====== Supplied records ======

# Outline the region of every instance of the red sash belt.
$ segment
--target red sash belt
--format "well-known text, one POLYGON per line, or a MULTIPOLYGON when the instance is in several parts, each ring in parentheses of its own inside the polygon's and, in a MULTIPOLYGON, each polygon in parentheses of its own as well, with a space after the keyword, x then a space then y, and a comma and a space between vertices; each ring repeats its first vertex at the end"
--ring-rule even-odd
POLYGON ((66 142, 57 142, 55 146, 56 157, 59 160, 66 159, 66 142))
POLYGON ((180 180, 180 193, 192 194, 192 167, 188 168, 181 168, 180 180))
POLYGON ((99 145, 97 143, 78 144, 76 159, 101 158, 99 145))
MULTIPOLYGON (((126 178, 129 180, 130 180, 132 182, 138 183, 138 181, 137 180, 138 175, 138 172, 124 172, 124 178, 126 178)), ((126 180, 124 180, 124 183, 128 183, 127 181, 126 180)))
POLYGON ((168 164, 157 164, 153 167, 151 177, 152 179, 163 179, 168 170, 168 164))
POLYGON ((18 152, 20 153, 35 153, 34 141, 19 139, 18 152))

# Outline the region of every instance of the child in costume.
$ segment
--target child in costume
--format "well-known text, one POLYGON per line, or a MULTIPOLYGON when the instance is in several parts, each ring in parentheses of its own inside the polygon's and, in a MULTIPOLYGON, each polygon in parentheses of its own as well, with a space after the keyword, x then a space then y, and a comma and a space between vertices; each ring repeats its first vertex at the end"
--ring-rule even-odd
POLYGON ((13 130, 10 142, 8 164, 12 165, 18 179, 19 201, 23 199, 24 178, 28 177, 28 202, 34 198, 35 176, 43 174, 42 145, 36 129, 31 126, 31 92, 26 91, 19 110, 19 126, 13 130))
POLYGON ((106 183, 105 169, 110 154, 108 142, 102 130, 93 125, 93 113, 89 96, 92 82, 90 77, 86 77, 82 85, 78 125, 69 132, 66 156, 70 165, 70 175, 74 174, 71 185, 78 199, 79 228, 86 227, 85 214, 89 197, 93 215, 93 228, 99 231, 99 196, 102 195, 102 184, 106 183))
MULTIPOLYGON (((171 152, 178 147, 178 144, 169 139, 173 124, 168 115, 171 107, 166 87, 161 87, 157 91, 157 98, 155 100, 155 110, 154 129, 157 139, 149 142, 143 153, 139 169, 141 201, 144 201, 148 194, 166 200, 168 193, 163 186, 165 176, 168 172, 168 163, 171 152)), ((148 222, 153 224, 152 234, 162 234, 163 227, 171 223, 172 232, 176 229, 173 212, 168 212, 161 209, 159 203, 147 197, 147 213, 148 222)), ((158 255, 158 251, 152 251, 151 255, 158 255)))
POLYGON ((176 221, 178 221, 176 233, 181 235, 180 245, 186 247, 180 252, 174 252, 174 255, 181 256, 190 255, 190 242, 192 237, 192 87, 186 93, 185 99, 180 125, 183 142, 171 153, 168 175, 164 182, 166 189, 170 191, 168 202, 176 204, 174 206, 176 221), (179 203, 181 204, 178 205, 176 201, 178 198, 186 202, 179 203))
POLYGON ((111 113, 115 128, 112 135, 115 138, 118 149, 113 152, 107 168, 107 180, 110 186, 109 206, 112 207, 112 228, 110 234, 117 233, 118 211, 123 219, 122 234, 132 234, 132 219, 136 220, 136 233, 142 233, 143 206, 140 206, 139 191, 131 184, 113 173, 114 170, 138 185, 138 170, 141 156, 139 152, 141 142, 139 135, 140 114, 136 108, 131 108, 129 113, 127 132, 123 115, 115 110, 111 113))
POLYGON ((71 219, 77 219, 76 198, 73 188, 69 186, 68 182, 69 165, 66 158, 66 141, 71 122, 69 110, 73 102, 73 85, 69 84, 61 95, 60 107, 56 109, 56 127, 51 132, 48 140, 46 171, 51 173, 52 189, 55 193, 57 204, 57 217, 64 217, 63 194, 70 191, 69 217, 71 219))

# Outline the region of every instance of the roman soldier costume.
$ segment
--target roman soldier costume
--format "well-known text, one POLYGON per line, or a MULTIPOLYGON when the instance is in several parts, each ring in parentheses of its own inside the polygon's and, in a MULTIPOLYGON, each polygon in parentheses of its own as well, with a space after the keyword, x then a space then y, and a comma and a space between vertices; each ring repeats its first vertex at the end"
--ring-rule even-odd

======

■ **Problem to solve**
Reproduce all of the data above verbatim, line for line, without altering anything.

■ **Correct output**
# Outline the region of every instance of the red sash belt.
$ segment
--target red sash belt
--format "well-known text, one POLYGON per line, or a MULTIPOLYGON when the instance is in several parts, each ring in parentheses of its own inside the polygon's and, in a MULTIPOLYGON, each polygon in parentheses of its own as well, with a space after the keyword, x then a space then y, and a comma and a space between vertices; each ring repeats its first vertex at the end"
--ring-rule even-odd
POLYGON ((66 142, 57 142, 55 146, 56 157, 59 160, 66 159, 66 142))
POLYGON ((180 180, 180 193, 192 194, 192 167, 188 168, 181 168, 180 180))
POLYGON ((99 145, 97 143, 78 144, 76 159, 101 158, 99 145))
MULTIPOLYGON (((126 178, 129 180, 130 180, 132 182, 138 183, 138 181, 137 180, 138 175, 138 172, 124 172, 124 178, 126 178)), ((126 180, 124 180, 124 183, 128 183, 127 181, 126 180)))
POLYGON ((168 164, 157 164, 153 167, 151 177, 152 179, 163 179, 168 170, 168 164))
POLYGON ((18 152, 20 153, 35 153, 34 141, 19 139, 18 152))

# Outline the region of every instance of the child in costume.
$ segment
--target child in costume
--format "well-known text, one POLYGON per line, or a MULTIPOLYGON when the instance is in several parts, each ring in parentheses of its own inside the polygon's and, in a MULTIPOLYGON, each polygon in parentheses of its own as well, with a space after the keyword, x then a space then y, and a comma and a space between vertices; each ring repeats its first vertex at the end"
--ring-rule even-odd
POLYGON ((13 130, 10 142, 8 164, 12 165, 18 179, 19 201, 23 199, 24 178, 28 177, 28 202, 34 198, 35 176, 43 174, 42 145, 36 129, 31 126, 31 92, 26 91, 19 110, 19 126, 13 130))
POLYGON ((106 183, 105 169, 110 154, 108 142, 102 130, 93 125, 93 113, 89 96, 92 82, 90 77, 86 77, 82 85, 78 125, 69 132, 66 156, 70 165, 70 175, 74 174, 71 185, 78 199, 79 228, 86 227, 85 214, 89 197, 93 215, 93 228, 99 231, 99 196, 102 195, 102 184, 106 183))
MULTIPOLYGON (((171 152, 178 147, 178 144, 169 139, 173 124, 168 115, 171 107, 166 87, 161 87, 157 91, 157 98, 155 100, 155 110, 154 129, 157 139, 149 142, 143 153, 139 169, 141 201, 144 201, 148 194, 166 200, 168 193, 163 186, 165 176, 168 172, 168 163, 171 152)), ((148 222, 153 224, 152 234, 162 234, 163 227, 171 223, 172 232, 176 229, 173 212, 168 212, 161 209, 159 203, 147 197, 147 213, 148 222)), ((158 255, 158 251, 152 251, 151 255, 158 255)))
POLYGON ((176 221, 178 221, 176 233, 181 235, 180 245, 186 247, 180 252, 174 252, 174 255, 181 256, 190 255, 190 242, 192 237, 192 87, 186 93, 185 99, 180 125, 183 142, 171 153, 168 175, 164 182, 166 189, 170 191, 168 202, 176 204, 174 206, 176 221), (179 203, 181 204, 178 205, 176 201, 178 198, 186 202, 179 203))
POLYGON ((111 113, 115 128, 112 135, 115 138, 118 149, 113 152, 107 168, 107 180, 110 186, 109 206, 112 207, 112 228, 110 234, 117 233, 118 211, 123 219, 122 234, 132 234, 132 219, 136 220, 136 233, 142 233, 143 206, 140 206, 139 191, 131 184, 113 173, 114 170, 138 185, 138 170, 141 156, 139 152, 141 142, 139 135, 140 114, 136 108, 131 108, 129 113, 127 132, 123 115, 115 110, 111 113))
POLYGON ((71 219, 77 219, 76 198, 73 188, 69 186, 68 182, 69 165, 66 158, 66 141, 71 122, 69 110, 73 102, 73 85, 69 84, 61 95, 60 107, 56 109, 56 127, 51 132, 48 140, 46 171, 51 173, 52 189, 55 193, 57 204, 57 217, 64 217, 63 194, 70 191, 69 217, 71 219))

# Outline the region of every instance of the roman soldier costume.
$ segment
--target roman soldier costume
--format "well-known text, one POLYGON per line, or a MULTIPOLYGON when the instance is in several parts, each ring in parentheses of its own inside the polygon's and, in a MULTIPOLYGON, each polygon in parentheses of its own as well, with a space after the keyword, x then a space then y, and a comma and a space between vertices; each ring repeats its first vertex at the end"
--ring-rule even-odd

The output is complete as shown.